BRIEF: Copy the material below word for word, omitting the pictures.

----- INPUT

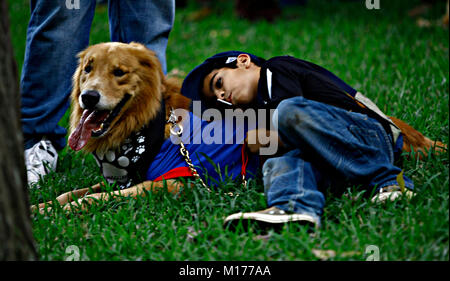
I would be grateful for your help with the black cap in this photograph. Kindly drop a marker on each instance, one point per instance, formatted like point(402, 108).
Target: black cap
point(193, 83)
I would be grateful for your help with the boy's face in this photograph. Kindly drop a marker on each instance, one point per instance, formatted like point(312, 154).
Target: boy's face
point(238, 86)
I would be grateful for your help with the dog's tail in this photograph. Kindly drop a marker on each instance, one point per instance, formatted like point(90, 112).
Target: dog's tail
point(415, 141)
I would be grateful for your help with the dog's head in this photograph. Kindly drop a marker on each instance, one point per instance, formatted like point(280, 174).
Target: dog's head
point(117, 88)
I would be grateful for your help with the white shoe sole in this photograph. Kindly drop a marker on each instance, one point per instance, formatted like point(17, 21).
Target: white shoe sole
point(272, 218)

----------

FINISHED TASK:
I would be grateful for your help with the black cap in this photograph. Kindly drop a marker on each instance, one point per instance, formatted like point(402, 108).
Target: black cap
point(193, 83)
I would be grateful for your help with the boy's face in this photograph. Kindly drop a marker on each instance, one point per instance, formatted like point(312, 154).
Target: boy's face
point(238, 86)
I would be grateful for your help with the dog's tail in this photograph. Kindly drop a marker on each instance, one point per instance, formatted like point(90, 112).
Target: dog's tail
point(415, 141)
I would be grateful for your help with the dog's head in this photograph. Kindly drop a marker on each instance, one point per instance, formatted like point(280, 174).
Target: dog's head
point(117, 88)
I would be grateful for your help with the white shoe sole in this photograph. Kindly drop a marker on each instance, one point per instance, formatted like point(17, 21).
Target: white shoe sole
point(272, 218)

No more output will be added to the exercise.